▶ DIRECTIVE
Beginning with the line where "find the brick chimney" appears, retype every remaining line of the data below, both the first and last included.

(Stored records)
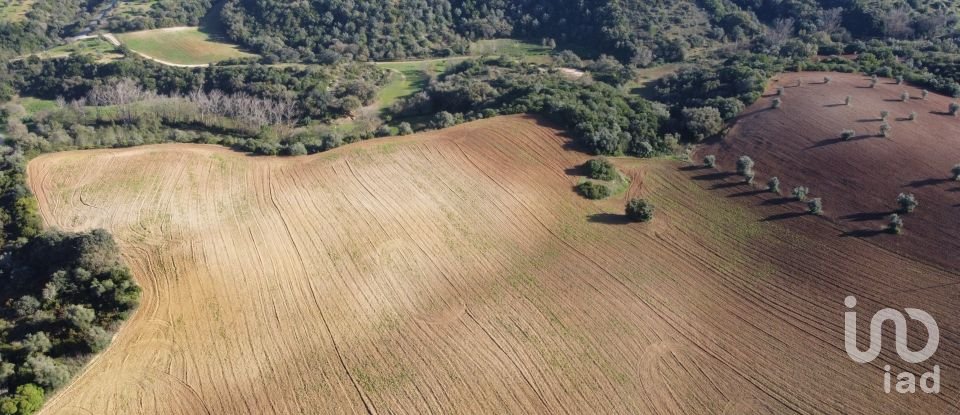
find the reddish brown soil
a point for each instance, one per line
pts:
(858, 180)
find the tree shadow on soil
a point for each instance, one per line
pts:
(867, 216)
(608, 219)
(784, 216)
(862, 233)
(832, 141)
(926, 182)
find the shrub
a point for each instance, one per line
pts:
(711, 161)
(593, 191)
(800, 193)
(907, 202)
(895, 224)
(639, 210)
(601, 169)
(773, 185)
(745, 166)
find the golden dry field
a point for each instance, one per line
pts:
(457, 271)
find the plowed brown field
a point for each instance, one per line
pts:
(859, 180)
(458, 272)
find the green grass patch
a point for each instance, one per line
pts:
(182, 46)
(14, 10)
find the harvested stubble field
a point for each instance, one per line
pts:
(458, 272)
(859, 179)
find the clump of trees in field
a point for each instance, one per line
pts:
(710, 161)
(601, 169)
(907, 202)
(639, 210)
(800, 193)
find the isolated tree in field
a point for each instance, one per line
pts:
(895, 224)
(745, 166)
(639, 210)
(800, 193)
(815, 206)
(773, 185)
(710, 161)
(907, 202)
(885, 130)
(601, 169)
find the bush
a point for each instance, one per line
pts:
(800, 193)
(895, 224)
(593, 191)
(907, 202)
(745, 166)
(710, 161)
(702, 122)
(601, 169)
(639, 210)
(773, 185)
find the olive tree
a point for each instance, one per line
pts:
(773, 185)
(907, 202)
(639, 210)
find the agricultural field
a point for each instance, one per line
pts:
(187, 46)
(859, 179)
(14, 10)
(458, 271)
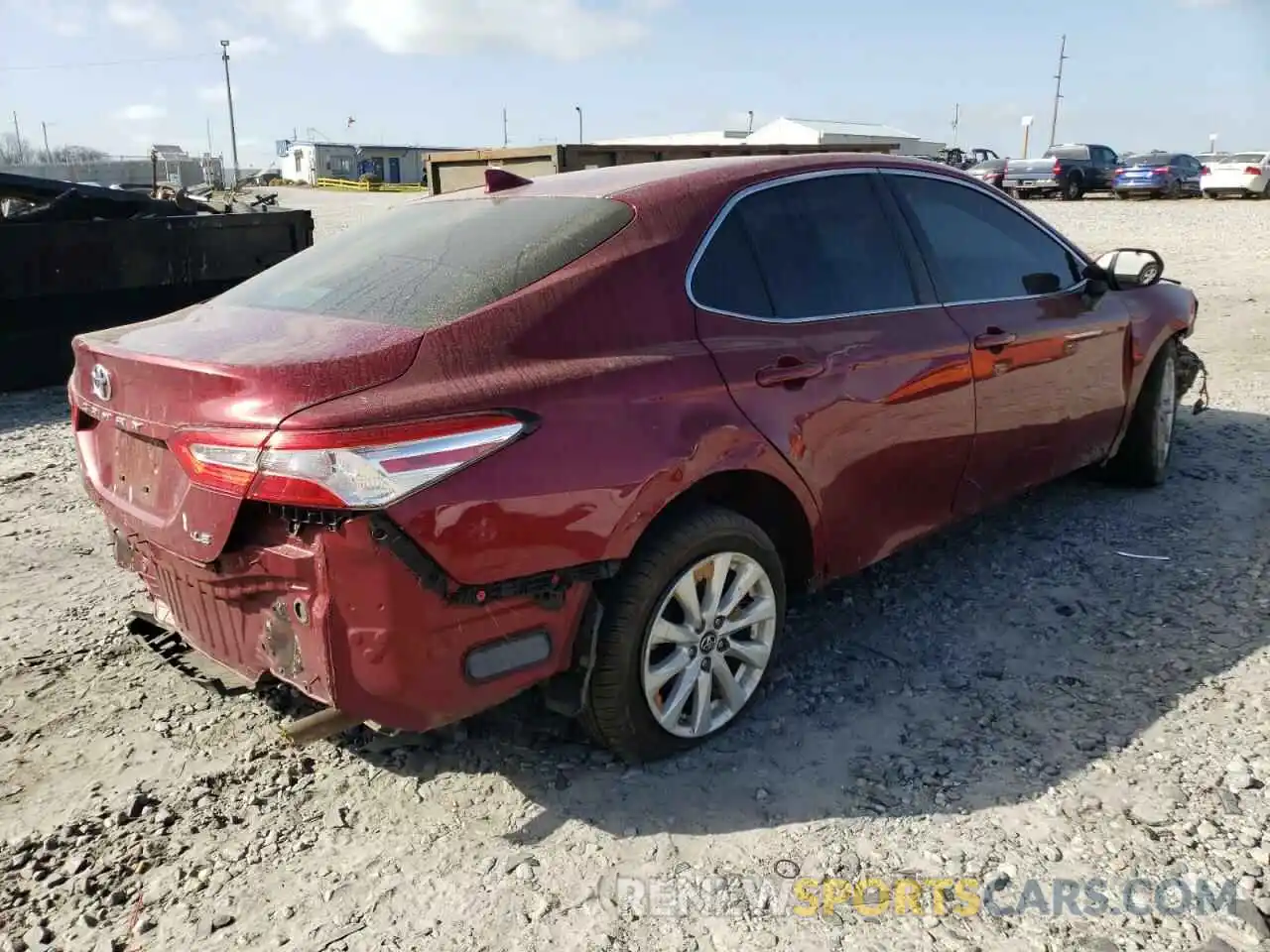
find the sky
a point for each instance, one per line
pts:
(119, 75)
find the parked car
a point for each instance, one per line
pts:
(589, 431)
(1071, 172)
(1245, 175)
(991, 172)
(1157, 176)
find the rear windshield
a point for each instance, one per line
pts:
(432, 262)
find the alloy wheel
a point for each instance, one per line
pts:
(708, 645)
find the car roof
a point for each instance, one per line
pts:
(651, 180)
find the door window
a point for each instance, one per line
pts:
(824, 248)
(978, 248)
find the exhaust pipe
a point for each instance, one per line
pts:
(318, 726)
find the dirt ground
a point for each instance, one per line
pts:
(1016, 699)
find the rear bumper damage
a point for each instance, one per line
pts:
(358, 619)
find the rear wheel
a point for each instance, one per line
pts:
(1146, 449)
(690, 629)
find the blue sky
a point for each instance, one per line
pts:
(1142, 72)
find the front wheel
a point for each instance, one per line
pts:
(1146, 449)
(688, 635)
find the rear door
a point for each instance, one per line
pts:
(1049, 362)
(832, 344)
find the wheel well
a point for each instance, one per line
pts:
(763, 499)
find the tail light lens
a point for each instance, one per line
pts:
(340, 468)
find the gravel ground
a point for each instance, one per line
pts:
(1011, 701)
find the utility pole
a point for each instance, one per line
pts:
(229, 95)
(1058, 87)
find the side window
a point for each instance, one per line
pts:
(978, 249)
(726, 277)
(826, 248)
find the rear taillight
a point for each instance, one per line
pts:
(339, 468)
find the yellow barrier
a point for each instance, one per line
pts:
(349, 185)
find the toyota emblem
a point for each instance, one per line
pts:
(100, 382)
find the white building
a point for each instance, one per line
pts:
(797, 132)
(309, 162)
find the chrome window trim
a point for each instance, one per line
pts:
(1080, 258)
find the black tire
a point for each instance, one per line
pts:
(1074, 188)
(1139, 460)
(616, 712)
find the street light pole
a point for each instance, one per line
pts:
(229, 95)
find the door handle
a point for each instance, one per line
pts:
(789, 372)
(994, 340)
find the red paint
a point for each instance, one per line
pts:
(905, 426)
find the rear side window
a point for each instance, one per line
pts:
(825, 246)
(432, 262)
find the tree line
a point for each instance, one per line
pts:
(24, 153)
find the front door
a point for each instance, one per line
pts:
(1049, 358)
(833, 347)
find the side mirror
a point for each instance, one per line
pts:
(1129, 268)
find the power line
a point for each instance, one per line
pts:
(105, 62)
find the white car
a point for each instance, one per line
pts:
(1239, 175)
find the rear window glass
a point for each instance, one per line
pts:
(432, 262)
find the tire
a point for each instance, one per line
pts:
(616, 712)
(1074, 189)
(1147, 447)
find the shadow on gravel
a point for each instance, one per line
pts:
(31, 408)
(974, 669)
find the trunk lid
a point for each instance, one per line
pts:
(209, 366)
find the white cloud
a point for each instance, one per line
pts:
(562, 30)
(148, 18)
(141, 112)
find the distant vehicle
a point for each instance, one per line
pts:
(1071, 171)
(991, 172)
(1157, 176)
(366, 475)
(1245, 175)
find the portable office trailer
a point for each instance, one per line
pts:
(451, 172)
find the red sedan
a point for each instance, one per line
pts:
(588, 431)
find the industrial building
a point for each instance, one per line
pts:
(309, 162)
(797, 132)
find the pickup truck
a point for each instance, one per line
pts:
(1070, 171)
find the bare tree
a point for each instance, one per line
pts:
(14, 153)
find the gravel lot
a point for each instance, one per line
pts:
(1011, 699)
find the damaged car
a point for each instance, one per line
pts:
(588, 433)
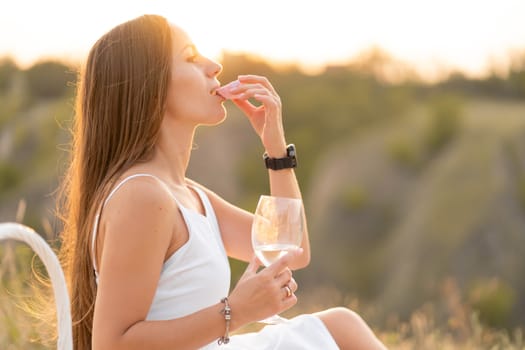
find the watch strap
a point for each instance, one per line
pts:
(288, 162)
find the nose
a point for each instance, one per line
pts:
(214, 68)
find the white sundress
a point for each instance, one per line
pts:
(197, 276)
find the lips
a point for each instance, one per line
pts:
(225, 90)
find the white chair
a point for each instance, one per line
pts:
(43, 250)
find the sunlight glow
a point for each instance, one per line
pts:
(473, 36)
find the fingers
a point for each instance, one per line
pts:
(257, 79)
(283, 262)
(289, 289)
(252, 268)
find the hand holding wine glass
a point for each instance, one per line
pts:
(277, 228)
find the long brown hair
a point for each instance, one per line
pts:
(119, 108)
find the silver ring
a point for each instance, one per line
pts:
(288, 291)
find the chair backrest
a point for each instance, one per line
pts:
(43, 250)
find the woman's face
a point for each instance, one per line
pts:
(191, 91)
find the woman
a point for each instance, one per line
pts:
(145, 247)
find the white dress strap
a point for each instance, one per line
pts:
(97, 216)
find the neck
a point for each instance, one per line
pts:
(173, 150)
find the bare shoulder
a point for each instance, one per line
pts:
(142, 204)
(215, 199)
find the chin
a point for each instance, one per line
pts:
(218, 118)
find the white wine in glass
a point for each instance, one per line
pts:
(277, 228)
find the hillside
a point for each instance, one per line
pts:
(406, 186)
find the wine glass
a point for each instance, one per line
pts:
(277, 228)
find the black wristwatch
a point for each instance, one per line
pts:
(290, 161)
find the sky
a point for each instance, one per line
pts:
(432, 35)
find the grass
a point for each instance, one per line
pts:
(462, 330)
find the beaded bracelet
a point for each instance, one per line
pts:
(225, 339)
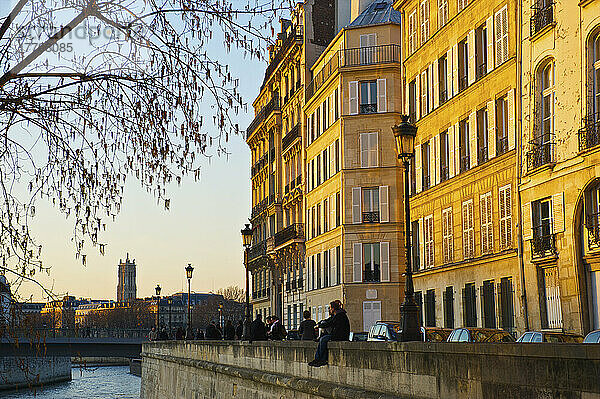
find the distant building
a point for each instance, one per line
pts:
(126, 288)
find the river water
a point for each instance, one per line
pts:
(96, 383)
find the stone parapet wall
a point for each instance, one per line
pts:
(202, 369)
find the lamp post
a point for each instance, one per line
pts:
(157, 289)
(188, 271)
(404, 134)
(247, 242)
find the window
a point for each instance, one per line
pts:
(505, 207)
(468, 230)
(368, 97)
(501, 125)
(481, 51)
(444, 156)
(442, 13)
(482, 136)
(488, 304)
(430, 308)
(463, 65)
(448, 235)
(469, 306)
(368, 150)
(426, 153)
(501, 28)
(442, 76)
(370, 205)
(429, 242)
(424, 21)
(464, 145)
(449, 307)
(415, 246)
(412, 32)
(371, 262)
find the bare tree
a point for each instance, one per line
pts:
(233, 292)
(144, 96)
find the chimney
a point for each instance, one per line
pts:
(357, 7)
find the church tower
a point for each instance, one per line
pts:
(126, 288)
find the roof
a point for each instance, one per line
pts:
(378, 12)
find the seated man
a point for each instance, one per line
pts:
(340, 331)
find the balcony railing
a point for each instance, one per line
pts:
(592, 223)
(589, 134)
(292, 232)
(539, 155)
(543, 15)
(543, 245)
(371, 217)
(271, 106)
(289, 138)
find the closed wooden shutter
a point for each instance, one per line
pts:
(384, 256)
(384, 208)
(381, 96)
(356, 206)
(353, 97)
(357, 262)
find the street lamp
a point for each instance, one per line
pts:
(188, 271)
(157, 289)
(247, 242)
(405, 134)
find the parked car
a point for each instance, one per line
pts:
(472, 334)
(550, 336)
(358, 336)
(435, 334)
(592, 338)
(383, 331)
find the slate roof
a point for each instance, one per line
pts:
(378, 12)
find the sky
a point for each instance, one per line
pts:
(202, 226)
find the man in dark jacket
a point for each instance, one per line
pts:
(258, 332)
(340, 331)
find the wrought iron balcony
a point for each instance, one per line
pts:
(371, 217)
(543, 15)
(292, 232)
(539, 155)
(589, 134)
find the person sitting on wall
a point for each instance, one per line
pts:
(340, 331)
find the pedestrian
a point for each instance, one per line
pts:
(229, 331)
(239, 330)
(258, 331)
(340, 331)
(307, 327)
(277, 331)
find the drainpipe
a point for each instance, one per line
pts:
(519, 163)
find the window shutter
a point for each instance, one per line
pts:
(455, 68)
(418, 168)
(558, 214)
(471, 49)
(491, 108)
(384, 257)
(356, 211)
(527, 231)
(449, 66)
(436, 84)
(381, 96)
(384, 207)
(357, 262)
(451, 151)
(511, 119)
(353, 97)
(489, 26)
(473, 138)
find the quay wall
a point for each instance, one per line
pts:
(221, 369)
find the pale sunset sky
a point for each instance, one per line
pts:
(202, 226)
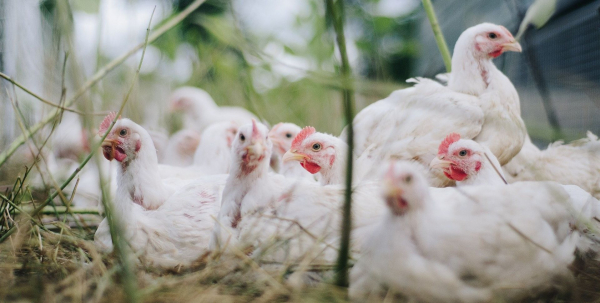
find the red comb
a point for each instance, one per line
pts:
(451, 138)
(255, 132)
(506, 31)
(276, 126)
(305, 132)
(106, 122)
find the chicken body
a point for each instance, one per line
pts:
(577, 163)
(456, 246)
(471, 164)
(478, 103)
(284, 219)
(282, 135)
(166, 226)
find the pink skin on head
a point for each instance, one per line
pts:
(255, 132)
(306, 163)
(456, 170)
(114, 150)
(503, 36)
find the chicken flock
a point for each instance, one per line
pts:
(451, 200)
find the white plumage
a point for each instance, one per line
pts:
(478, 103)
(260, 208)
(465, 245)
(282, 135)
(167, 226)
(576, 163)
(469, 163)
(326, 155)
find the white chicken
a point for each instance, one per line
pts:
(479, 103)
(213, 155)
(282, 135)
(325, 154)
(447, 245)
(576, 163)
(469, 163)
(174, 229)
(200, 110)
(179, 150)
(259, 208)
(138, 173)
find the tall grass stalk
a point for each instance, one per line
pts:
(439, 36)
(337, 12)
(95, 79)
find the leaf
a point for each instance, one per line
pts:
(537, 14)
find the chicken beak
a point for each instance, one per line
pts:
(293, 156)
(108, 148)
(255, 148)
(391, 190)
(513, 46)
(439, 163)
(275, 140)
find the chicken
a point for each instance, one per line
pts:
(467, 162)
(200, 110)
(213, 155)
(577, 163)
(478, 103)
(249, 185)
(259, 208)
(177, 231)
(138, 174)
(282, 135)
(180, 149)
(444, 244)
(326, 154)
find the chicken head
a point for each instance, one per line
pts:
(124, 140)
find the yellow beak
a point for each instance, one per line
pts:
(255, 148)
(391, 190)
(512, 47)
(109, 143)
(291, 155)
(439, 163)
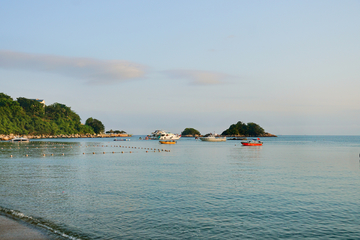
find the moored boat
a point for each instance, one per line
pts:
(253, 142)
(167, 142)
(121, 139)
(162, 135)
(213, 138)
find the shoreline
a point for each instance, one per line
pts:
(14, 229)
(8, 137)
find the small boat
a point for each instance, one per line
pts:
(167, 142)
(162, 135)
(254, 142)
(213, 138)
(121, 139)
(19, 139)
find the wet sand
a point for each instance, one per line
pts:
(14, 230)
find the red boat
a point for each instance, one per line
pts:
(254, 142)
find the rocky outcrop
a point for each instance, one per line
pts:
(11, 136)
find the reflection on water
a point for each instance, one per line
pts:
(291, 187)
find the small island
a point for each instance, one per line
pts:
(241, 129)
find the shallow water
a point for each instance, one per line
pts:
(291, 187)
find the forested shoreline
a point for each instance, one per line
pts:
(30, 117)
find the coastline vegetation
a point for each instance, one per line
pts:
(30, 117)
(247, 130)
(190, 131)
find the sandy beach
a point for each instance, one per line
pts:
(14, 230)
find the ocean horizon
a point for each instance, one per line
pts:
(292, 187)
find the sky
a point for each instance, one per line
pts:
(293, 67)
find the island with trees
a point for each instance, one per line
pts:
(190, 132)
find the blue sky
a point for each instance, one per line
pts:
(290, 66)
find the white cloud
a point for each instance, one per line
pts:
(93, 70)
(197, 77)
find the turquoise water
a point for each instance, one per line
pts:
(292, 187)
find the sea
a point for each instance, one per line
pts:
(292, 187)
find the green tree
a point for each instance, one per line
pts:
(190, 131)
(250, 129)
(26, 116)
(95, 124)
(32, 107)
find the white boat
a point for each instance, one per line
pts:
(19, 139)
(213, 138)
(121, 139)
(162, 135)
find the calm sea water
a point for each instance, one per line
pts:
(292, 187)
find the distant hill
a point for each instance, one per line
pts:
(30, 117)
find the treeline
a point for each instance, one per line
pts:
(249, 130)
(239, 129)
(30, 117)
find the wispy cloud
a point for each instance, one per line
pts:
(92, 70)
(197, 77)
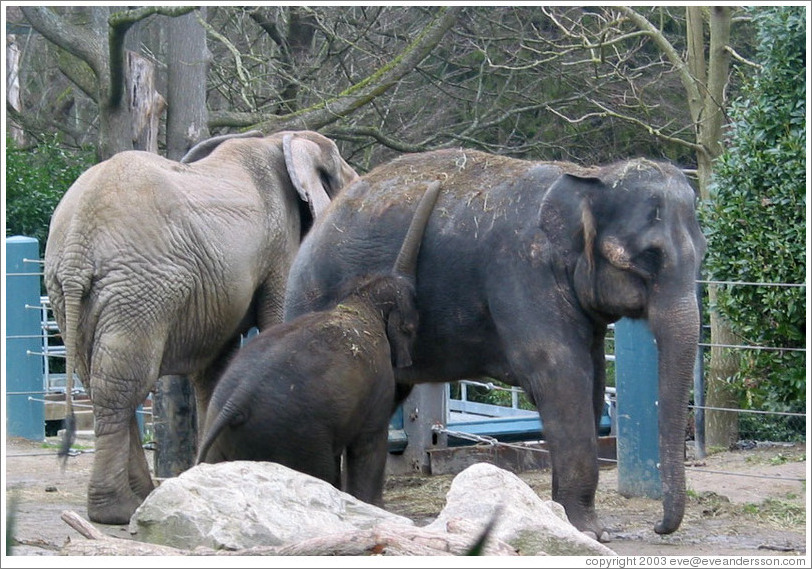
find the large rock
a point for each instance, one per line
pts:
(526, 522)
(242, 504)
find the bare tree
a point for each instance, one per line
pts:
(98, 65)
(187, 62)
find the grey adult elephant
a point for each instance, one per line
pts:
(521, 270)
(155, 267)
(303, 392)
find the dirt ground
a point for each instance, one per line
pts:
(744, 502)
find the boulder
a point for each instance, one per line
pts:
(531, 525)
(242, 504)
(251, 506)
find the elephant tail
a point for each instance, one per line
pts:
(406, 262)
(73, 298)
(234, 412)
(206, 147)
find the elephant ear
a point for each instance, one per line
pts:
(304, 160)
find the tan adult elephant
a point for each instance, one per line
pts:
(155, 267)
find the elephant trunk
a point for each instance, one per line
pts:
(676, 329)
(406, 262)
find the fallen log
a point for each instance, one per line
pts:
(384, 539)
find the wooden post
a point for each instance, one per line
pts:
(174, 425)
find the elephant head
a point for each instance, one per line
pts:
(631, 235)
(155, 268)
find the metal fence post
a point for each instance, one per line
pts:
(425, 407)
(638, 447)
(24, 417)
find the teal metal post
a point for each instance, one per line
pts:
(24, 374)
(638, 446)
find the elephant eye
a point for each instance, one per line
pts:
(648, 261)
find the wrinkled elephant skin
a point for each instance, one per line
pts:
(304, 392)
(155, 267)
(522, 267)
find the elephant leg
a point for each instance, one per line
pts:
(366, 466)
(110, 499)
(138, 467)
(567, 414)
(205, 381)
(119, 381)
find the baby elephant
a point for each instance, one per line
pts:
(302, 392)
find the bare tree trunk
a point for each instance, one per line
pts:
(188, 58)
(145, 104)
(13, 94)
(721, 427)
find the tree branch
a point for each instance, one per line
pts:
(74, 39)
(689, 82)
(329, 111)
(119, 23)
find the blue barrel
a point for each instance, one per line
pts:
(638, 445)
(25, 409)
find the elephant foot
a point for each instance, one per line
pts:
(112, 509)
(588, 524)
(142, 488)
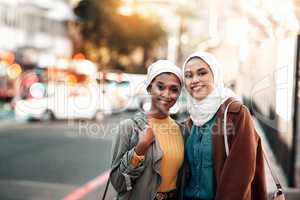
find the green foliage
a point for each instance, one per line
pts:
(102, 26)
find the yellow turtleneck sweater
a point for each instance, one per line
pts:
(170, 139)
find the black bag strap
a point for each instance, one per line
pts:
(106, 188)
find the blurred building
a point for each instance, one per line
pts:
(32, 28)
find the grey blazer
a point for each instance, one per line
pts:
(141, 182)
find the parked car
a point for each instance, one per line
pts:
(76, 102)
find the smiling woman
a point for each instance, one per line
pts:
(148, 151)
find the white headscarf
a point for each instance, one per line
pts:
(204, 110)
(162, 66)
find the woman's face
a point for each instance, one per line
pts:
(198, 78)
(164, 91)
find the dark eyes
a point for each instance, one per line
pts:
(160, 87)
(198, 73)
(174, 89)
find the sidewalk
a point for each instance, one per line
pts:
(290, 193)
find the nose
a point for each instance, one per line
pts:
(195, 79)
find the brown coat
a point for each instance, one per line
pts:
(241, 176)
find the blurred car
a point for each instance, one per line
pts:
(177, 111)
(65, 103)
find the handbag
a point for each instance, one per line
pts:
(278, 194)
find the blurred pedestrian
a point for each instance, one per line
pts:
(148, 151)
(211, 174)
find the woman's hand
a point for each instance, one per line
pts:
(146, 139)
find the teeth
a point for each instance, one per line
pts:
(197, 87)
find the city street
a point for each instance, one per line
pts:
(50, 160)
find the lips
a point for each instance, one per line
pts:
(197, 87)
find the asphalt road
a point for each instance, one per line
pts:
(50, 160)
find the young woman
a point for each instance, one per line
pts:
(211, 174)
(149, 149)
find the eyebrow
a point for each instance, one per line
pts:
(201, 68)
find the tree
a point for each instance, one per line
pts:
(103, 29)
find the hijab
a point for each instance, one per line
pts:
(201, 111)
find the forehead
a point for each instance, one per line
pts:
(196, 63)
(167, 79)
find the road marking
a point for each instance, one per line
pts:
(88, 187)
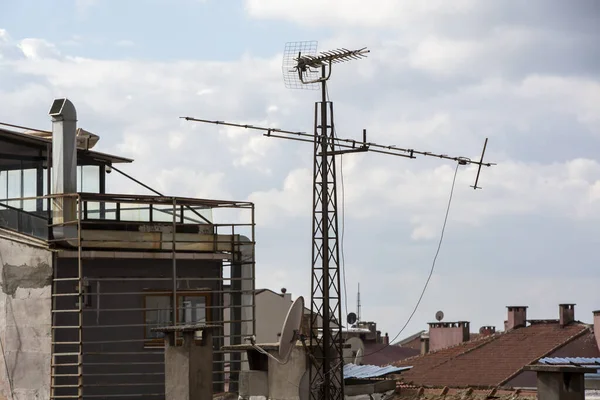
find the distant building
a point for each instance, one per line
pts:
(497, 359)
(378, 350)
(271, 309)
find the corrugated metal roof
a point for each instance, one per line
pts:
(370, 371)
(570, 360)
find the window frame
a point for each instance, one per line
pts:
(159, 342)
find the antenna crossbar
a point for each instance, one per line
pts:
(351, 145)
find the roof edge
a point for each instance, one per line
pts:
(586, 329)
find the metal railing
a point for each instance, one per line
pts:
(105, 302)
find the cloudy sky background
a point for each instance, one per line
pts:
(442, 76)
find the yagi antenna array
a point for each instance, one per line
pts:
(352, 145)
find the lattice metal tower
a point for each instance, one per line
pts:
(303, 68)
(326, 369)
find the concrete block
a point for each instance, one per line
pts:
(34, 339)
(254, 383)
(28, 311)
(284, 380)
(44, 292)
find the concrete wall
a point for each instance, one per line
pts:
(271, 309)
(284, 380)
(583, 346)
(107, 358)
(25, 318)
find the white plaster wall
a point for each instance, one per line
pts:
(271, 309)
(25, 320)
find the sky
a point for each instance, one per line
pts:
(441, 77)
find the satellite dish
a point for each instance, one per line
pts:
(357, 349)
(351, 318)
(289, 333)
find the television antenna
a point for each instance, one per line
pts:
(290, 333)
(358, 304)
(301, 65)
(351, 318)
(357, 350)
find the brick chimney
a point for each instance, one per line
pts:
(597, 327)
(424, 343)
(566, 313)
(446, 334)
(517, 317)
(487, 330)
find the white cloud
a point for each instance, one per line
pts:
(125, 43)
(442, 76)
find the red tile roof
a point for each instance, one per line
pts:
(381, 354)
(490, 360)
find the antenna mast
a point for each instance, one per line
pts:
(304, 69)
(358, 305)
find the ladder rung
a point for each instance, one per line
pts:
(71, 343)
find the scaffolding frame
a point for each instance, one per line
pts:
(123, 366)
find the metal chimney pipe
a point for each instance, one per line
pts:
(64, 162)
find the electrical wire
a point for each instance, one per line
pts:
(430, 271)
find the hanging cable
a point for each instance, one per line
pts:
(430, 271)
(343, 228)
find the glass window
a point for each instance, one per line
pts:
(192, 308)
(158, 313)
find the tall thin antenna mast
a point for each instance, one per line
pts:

▶ FINISHED ANSWER
find the brick chimney
a point for each instance, one per line
pts:
(597, 327)
(424, 343)
(566, 313)
(446, 334)
(517, 317)
(487, 330)
find the white cloud
a point for each instance, one per line
pts:
(125, 43)
(442, 76)
find the red tile roof
a point for each instance, one per line
pts:
(381, 354)
(490, 360)
find the antenna mast
a point for each instance, one per line
pts:
(304, 69)
(358, 305)
find the ladder rung
a point for each instance, one per line
pts:
(71, 343)
find the scaffolding frame
a point for each instance, one per line
pts:
(123, 366)
find the metal chimney pipe
a point for each instance, one per line
pts:
(64, 162)
find the electrical wire
a point for each instance, one per line
pts:
(430, 271)
find the hanging cable
a point for each instance, one per line
pts:
(430, 271)
(343, 228)
find the glass window
a point for each instance, one per line
pts:
(192, 308)
(158, 313)
find the tall thin antenna mast
a point for each instance, one per line
pts:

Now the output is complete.